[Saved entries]

---+---

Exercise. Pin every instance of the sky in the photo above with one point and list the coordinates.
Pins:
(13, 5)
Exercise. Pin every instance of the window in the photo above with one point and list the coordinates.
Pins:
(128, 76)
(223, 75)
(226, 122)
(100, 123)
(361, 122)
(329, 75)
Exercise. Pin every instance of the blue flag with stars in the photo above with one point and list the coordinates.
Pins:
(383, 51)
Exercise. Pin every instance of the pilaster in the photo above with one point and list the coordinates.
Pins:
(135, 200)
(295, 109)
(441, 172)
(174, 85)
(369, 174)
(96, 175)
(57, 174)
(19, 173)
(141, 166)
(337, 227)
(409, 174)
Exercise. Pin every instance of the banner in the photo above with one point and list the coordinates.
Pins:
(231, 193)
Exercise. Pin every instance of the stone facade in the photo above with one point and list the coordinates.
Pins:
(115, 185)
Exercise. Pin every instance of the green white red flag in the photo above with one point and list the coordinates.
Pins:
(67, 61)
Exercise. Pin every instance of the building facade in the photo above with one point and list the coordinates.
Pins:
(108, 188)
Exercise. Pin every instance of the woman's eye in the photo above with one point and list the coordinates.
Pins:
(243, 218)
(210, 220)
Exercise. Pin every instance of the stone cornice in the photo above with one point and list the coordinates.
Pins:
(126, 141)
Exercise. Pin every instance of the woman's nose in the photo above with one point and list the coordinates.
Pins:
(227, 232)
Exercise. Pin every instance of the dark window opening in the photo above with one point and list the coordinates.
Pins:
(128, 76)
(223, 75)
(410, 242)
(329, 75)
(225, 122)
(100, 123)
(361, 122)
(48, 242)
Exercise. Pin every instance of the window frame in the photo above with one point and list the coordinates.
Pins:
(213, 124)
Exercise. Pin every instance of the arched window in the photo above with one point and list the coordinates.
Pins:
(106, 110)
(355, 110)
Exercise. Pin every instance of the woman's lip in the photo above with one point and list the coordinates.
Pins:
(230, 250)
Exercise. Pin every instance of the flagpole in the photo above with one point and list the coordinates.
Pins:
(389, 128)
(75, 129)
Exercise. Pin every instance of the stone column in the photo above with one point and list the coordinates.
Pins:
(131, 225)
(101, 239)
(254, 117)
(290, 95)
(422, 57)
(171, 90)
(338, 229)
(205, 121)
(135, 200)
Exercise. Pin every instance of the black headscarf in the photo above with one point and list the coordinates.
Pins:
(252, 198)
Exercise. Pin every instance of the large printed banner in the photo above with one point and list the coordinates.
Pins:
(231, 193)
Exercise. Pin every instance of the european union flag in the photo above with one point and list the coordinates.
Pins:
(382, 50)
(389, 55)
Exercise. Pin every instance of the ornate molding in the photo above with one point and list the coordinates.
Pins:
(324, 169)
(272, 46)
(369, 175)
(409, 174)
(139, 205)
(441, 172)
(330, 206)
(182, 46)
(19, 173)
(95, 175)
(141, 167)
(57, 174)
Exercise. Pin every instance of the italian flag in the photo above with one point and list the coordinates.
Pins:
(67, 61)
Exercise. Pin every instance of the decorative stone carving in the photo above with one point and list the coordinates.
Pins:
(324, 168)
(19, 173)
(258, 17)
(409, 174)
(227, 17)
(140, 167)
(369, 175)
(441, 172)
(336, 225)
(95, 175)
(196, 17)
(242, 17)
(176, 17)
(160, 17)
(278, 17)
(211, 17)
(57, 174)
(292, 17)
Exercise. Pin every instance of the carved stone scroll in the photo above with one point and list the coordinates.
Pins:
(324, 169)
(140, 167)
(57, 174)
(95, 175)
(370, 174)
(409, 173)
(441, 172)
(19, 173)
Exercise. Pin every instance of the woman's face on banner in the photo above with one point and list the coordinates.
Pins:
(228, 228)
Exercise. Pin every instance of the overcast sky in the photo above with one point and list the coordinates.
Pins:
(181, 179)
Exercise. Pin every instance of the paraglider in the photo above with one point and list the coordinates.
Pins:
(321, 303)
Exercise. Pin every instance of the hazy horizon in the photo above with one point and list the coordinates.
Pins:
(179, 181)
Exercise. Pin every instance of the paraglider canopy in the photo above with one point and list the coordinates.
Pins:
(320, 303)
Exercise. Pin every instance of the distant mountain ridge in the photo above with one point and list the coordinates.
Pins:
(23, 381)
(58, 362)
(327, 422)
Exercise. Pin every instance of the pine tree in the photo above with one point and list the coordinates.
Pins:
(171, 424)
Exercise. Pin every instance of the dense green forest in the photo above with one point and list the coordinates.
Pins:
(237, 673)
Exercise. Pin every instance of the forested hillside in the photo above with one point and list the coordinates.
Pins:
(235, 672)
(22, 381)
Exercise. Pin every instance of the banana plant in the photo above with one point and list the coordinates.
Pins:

---+---

Assignment: Every line above has to be restated word for word.

Answer area:
Exercise. Pin every instance of the sky in the photo above with one point and list the coordinates.
Pins:
(13, 5)
Exercise. Pin every instance of the window in the photo above with one point and list the coordinates.
Pins:
(128, 76)
(223, 75)
(226, 122)
(100, 123)
(361, 122)
(329, 75)
Exercise. Pin every instance of the blue flag with stars in the photo above with one point and list the coordinates.
Pins:
(383, 51)
Exercise. Pin every instance of the pilaster in the photo above with one point and list the coordinates.
Pins:
(135, 200)
(295, 109)
(441, 172)
(174, 85)
(369, 174)
(96, 175)
(57, 174)
(19, 173)
(141, 166)
(337, 227)
(409, 174)
Exercise. Pin every instance of the banner in the photo above with one point and list the coordinates.
Pins:
(231, 193)
Exercise. Pin every instance of the stone facade in the photo above with one point and list the coordinates.
Pins:
(115, 185)
Exercise. Pin every instance of the green white red flag in the photo above with one point and list the coordinates.
Pins:
(67, 61)
Exercise. Pin every instance of the building facade in the photo above with one point and list the coordinates.
Pins:
(108, 188)
Exercise. Pin every instance of the woman's eye in the photo above with one point and list the coordinates.
Pins:
(243, 218)
(210, 220)
Exercise. Pin every instance of the stone cornice in the photo above with one point and list the coordinates.
Pins:
(126, 141)
Exercise. Pin every instance of the woman's nose in the photo above with one point and list the coordinates.
Pins:
(227, 232)
Exercise. Pin every instance of the dark window opening in the photo above with one point and list the coordinates.
Pins:
(128, 76)
(223, 75)
(410, 242)
(329, 75)
(225, 122)
(100, 123)
(361, 122)
(48, 242)
Exercise. Pin every instance of the window frame in the photo above with one point and list the coordinates.
Pins:
(213, 124)
Exercise. Pin every instance of the arched window in the photo above with one point and list the coordinates.
Pins:
(106, 110)
(355, 110)
Exercise. Pin every instance of the woman's lip in the photo above with one point and list the coordinates.
Pins:
(230, 250)
Exercise. Pin every instance of the flagpole in the photo above with one point and list the coordinates.
Pins:
(389, 128)
(75, 129)
Exercise. Pin every instance of the stone column in the photo above with one point and list the coordinates.
Pins:
(131, 225)
(101, 239)
(254, 117)
(290, 95)
(422, 57)
(171, 90)
(338, 229)
(205, 121)
(135, 200)
Exercise. Pin every instance of the black headscarf in the photo above with one point and list the coordinates.
Pins:
(252, 198)
Exercise. Pin every instance of the large printed banner in the photo above with one point and list the coordinates.
Pins:
(231, 193)
Exercise. Pin every instance of the european union flag in the photo above with one point and list the coordinates.
Pins:
(382, 50)
(389, 55)
Exercise. Pin every instance of the ornate molding in the photo above with one point and list the coordinates.
Pins:
(324, 169)
(272, 46)
(369, 175)
(409, 174)
(139, 205)
(441, 172)
(330, 206)
(182, 46)
(19, 173)
(95, 175)
(141, 167)
(57, 174)
Exercise. Pin every instance of the italian flag in the photo above with one point and list the coordinates.
Pins:
(67, 61)
Exercise. Pin every instance of the decorative stone carving in the photo above with one point and list the coordinates.
Pins:
(324, 168)
(19, 173)
(258, 17)
(409, 174)
(227, 17)
(140, 167)
(369, 175)
(441, 172)
(336, 225)
(95, 175)
(196, 17)
(242, 17)
(176, 17)
(160, 17)
(278, 17)
(211, 17)
(57, 174)
(292, 17)
Exercise. Pin every instance of the carved stone scroll in the photo above with one point and list the coordinates.
Pins:
(324, 169)
(140, 167)
(57, 174)
(95, 175)
(370, 174)
(409, 173)
(441, 172)
(19, 173)
Exercise. Pin every instance of the woman's face on banner in the photo above with one point and list the coordinates.
Pins:
(228, 228)
Exercise. Pin every instance of the overcast sky in the photo above with one point and list the coordinates.
Pins:
(181, 179)
Exercise. Pin every instance of the paraglider in the photo above with one point and list the coordinates.
Pins:
(321, 303)
Exercise. Pin every instance of the hazy horizon in the photo above with one point and list the coordinates.
Pins:
(179, 181)
Exercise. Pin every instance of the paraglider canopy in the photo above with one point and list the coordinates.
Pins:
(320, 303)
Exercise. Pin every instance of the distant mountain ridge in the photo above with one point and list the coordinates.
Pins:
(23, 381)
(58, 362)
(327, 422)
Exercise. Pin every instance of the pine tree in the photo above with one point and list the coordinates.
Pins:
(171, 424)
Exercise. Pin every instance of the dense green forest in the photo above with one point and list the coordinates.
Pins:
(237, 673)
Exercise. Pin every instance of the forested hillside in the photo above with one point and list the coordinates.
Pins:
(235, 672)
(22, 381)
Exercise. Pin every instance of the banana plant in the photo above with one point and list the coordinates.
Pins:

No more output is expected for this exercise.